[Annotated coordinate records]
· · · · ·
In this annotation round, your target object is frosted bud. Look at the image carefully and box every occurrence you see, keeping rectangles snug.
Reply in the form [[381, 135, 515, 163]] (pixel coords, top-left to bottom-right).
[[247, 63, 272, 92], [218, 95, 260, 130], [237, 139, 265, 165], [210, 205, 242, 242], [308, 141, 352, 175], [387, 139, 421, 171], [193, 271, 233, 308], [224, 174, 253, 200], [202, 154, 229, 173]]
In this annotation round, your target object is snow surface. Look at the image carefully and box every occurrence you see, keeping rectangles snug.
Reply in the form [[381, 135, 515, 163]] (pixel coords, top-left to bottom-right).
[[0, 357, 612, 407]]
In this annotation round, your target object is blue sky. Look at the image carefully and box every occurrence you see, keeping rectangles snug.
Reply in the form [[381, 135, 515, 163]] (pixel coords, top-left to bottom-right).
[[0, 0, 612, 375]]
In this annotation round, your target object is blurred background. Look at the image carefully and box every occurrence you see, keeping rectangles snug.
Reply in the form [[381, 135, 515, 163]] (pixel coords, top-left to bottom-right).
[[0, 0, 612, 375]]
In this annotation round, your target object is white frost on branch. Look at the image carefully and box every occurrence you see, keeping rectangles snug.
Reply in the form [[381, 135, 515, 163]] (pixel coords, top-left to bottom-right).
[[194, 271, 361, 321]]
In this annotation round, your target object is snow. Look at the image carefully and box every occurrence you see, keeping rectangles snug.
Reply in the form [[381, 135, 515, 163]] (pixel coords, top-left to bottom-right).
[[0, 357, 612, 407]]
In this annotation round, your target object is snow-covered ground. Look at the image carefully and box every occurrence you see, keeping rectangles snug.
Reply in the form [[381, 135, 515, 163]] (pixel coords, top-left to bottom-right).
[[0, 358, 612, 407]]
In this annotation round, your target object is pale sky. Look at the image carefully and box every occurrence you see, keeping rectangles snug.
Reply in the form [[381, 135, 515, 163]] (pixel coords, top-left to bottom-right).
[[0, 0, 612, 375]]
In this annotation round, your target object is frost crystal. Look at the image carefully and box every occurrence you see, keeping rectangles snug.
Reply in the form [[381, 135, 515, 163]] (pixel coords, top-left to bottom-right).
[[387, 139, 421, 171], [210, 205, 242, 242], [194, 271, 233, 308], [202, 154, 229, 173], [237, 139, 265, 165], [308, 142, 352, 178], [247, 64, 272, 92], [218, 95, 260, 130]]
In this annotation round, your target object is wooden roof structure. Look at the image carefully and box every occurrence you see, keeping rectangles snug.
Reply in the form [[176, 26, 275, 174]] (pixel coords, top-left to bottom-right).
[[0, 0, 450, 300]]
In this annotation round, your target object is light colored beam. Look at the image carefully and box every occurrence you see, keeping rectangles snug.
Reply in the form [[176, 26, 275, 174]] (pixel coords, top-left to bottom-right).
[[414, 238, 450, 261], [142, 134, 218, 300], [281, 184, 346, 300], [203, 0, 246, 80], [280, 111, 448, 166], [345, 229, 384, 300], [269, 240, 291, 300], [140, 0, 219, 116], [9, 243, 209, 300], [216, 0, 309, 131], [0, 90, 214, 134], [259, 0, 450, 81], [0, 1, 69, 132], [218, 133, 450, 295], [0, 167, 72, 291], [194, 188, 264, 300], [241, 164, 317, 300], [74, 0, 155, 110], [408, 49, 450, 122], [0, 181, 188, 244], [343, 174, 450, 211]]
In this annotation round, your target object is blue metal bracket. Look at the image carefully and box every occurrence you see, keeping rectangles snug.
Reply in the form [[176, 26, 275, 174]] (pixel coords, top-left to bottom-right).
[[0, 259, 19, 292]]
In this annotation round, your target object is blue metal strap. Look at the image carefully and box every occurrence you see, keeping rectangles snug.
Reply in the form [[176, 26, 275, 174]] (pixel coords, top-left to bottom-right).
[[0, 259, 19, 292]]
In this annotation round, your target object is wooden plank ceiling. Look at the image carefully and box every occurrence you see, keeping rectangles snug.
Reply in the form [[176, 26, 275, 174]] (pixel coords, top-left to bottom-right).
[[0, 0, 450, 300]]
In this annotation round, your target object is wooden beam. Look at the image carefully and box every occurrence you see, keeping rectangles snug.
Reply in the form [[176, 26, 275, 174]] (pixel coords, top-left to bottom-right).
· · · · ·
= Written problem =
Write out the material above word for word, from its first line up to and including the line that contains "[[194, 271, 361, 321]]".

= The solution =
In this annotation round, your target object is frosted bud. Look at the image carefully and box every occurrence you see, keeping rectangles snug.
Reply in the form [[381, 135, 515, 163]] (pixel coords, top-left to bottom-right).
[[247, 63, 272, 92], [218, 95, 260, 130], [237, 139, 265, 165], [210, 205, 242, 242], [308, 141, 352, 175], [387, 139, 421, 171], [193, 271, 233, 308], [224, 174, 253, 200], [202, 154, 229, 173]]
In this annotation round, your target object is snow surface. Look at the image carefully and box every occurrence you see, keeping rectangles snug.
Reply in the form [[381, 135, 515, 163]] (pixel coords, top-left to bottom-right).
[[0, 357, 612, 407]]
In this annotation round, your target object is blue sky. Look at the image carefully and box every occurrence you see, keeping rectangles snug.
Reply in the form [[381, 135, 515, 163]] (pixel coords, top-left to bottom-right).
[[0, 0, 612, 375]]
In this annotation round, your target object is blurred background. Look at the image carefully and box every occurrence you see, keeping rectangles snug.
Reply in the form [[381, 135, 515, 163]] (pixel coords, top-left to bottom-right).
[[0, 0, 612, 375]]
In this annotation round, your target object is white frost on branch. Look at the image carefully and box every occurrence you see, keeping rectangles snug.
Reply in the form [[381, 135, 515, 163]] (pixel coords, top-left to bottom-right).
[[194, 271, 361, 321]]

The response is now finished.